__Input material__:
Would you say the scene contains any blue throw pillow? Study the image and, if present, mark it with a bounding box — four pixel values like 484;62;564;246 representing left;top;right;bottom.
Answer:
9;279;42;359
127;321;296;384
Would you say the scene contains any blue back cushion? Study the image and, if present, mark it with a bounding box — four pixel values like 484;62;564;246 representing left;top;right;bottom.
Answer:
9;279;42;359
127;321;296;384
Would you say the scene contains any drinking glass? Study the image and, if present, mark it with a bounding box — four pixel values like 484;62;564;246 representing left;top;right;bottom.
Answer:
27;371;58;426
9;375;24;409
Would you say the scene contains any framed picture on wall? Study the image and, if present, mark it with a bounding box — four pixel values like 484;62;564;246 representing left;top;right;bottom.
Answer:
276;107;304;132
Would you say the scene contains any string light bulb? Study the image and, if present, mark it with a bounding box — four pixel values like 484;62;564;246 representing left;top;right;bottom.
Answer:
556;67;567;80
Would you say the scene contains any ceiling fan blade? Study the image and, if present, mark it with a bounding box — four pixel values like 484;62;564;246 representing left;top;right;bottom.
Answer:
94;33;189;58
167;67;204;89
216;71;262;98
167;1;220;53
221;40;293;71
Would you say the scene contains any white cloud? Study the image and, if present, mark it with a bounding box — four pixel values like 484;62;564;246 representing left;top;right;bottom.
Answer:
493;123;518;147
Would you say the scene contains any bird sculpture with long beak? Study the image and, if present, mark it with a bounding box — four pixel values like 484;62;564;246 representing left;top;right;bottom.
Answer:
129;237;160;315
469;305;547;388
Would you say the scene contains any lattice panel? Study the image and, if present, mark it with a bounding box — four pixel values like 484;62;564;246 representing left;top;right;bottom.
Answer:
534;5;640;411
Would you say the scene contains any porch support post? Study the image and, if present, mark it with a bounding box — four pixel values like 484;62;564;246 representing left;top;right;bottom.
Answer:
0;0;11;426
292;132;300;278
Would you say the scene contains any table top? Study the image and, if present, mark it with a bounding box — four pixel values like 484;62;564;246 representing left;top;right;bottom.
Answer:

__Problem to work on__: Write the entries again, exactly as they stand.

__Finished answer__:
Would you say the scene contains any blue throw pillow? Study the image and, if present, mark it with a bounding box — four pixel values like 484;62;564;246 representing left;top;right;bottom.
Answer:
9;279;42;359
127;321;296;384
Would you say the scene contains any blue back cushion? Study the image and, if present, mark it with a bounding box — four pixel values like 484;62;564;246 representing left;top;right;bottom.
Answer:
9;279;42;359
127;321;296;384
Would you say the scene contains any drinking glass? Study the image and, if present, mark it with a bounding box — four pixel values like 484;62;564;246 representing left;top;right;bottom.
Answer:
27;371;58;426
9;375;24;409
Would you say the scene contains any framed picture on wall? Study the image and, if present, mark it with a bounding box — four pixel values like 484;62;564;246 representing left;top;right;bottom.
Answer:
276;107;304;132
Would you say the scene contains any string light bulb? Study the image and, if present, mark it with a bounding box — four pixel values like 484;62;564;246 representing left;top;right;bottom.
Answer:
556;67;567;80
Would you say the scene contains any ceiling fan blade? Study the image and, if present, mark it with a bounding box — four pixel values like 484;62;564;246 representing left;top;right;bottom.
Answer:
94;33;189;58
167;67;204;89
216;71;262;98
167;1;220;53
221;40;293;71
Would you say the scene contains any white cloud? Study the image and, if present, mark it with a bounding box — four pixel values like 484;62;564;246 representing left;top;right;bottom.
Answer:
493;123;518;147
Would you say the scene contains any bird sculpture with long beak? Study the image and, if present, mark it with a bounding box — four pixel values like 484;62;564;246 representing left;top;right;bottom.
Answer:
129;237;160;315
469;305;547;388
Would you say the scene contains any lattice panel? Study the image and, if present, mark it with a bounding box — four pixel values like 484;62;564;246 representing left;top;right;bottom.
Answer:
534;5;640;411
Would you say the scene contains any porch support post? Study the image and, if present, mark it with a bounding box — four pixel values like 484;62;564;246 representing left;top;right;bottom.
Answer:
0;0;11;426
292;132;300;278
Would you say the scene contains any table top? Study the image and, if present, mark it with a bounding box — four pixel values like 484;62;564;246 representing left;top;right;bottom.
Answer:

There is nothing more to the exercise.